商品の安全性と、企業の収益性は両立し得ないのか?企業の信(真)頼性?  -岸 和夫-

2010年03月12日

世界最強メーカーの名を欲しいままにしてきたトヨタだが、大量リコールに揺れ、世界的な大問題となっている。

企業が提供する商品・サービス等で、人間の生命を脅かしたり、健康や自然・環境を損なう可能性のある商品・サービス等に対しては、当然安全性等が最重要視されてしかるべきであろう。そうは言うものの、ユーザーや消費者サイドも、事件・事故等で話題にならなければ、普段あまり意識していないことが多いようにも思われるが。

安全性と収益性という観点から、過去の事件を思い出してみよう。
一番わかりやすいのは、医薬品に関する副作用、死亡事故の例である。強烈な印象があるのは、1980年代にミドリ十字(98年に吉冨製薬に救済合併)のエイズ薬害問題で話題となった非加熱製剤タイプの人工血液製剤である。人工血液製剤の製造承認申請の際に、厚生省(当時)に提出したデータに改竄の跡があり、その調査過程で瀕死の女性患者に、人工血液を未承認のまま投与するという人体実験をしていたことが明らかにされている。
非加熱製剤タイプよりも安全とされる加熱製剤タイプの人工血液製剤が開発されたものの、2年以上も製造承認されず、問題となった非加熱製剤タイプの使用が続けられていた等から、問題の原因として当時の政・財・官の癒着構造も指摘されている。

食品に関して記憶に新しいところでは、2008年の中国製餃子の冷凍食品による食中毒発生がある。中国製餃子は安価であり、大手メーカーも取扱っていたことから、消費者も信頼して購入したのであろう。安価という側面が重要視され、安全性という側面は軽視されていたことは否めないだろう。この事件により、JT、日清食品、加ト吉の冷凍食品事業の統合は白紙を余儀なくされている。

飛行機事故では、1960年代から80年代にかけて、日航機の墜落事故等が内外で相次いで発生している。なかでも日本人にとって衝撃が大きかったのは、85年に群馬県多野郡上野村の山中に墜落した日航ジャンボ機墜落事故と、逆噴射が当時流行語にもなった82年の日本航空羽田空港沖墜落事故であろう。
特に85年の日航ジャンボ機墜落事故は、搭乗していた520名の方が亡くなられるというかつて例を見ない大惨事であった。原因はボーイング社の修理ミスと言われてもいるが、当時日本航空の現場の整備体制が整っておらず、更に操縦士養成訓練が不十分であったとの指摘もされていた状況下で、会社側がジャンボ機の導入を積極的に進め、強力に収益優先の路線を貫いていたことが、結果として事故を引き起こしたのではないかとも言われている。

さて今回のトヨタのリコール問題であるが、北米市場で圧倒的な収益を誇っていた同社が、リーマンショックの影響により大打撃を受け、あのトヨタが、まさかというほど収益が悪化したことと無縁ではないように思われるのだが。真相は明確ではないが、収益回復を急ぐ余り発生したのではと勘ぐられても仕方ないであろう。

収益向上のためのコストダウンとは本来、安全性等を含む品質を低下させることなく(品質が向上する場合も少なくない)、コストを低減させるということのはずである。コスト低下に伴い品質も低下しているのであれば、当然それはコストダウンとは言わない。

• • • • •

* 課題一覧
a – 引用文のうち、「2010年03月12日」から「安全性と収益性という観点から、過去の事件を思い出してみよう。」に至るまでを書き写すこと。
b – 引用文によると、85年に群馬県多野郡上野村の山中に墜落した日航ジャンボ機墜落事故では、何名が亡くなったか。

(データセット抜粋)

• • • • •

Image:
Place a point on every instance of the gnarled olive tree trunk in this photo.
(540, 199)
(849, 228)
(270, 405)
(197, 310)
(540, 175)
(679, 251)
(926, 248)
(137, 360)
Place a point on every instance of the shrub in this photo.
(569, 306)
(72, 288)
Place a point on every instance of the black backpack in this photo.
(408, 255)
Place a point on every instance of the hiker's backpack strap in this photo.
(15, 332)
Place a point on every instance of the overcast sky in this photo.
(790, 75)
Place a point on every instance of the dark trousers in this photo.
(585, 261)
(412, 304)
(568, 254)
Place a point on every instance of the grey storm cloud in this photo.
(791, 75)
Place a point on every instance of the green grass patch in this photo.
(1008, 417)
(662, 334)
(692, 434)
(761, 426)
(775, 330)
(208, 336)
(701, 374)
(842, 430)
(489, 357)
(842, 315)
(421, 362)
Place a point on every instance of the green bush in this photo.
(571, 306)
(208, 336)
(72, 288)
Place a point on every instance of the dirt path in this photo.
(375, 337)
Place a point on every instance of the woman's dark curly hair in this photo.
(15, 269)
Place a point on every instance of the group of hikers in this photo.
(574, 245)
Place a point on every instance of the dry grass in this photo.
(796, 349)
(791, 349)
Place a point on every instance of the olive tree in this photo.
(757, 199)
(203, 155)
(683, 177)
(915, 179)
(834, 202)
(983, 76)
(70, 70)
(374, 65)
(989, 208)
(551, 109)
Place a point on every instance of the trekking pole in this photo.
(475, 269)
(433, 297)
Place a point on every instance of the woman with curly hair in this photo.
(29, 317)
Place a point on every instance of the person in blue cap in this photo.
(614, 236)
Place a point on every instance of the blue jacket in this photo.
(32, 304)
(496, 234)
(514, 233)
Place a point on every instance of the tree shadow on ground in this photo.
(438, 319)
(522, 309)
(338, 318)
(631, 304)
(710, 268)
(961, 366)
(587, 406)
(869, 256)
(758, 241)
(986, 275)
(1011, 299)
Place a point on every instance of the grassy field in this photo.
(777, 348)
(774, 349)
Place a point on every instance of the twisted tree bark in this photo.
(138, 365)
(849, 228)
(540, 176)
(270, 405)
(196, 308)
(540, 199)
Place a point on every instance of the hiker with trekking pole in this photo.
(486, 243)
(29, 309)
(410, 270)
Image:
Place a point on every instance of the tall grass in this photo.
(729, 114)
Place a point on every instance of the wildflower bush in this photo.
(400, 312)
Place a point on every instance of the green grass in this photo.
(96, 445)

• • • • •

* 課題別の回答
a –
2010年03月12日

世界最強メーカーの名を欲しいままにしてきたトヨタだが、大量リコールに揺れ、世界的な大問題となっている。

企業が提供する商品・サービス等で、人間の生命を脅かしたり、健康や自然・環境を損なう可能性のある商品・サービス等に対しては、当然安全性等が最重要視されてしかるべきであろう。そうは言うものの、ユーザーや消費者サイドも、事件・事故等で話題にならなければ、普段あまり意識していないことが多いようにも思われるが。

安全性と収益性という観点から、過去の事件を思い出してみよう。

b – 搭乗していた520名が亡くなった。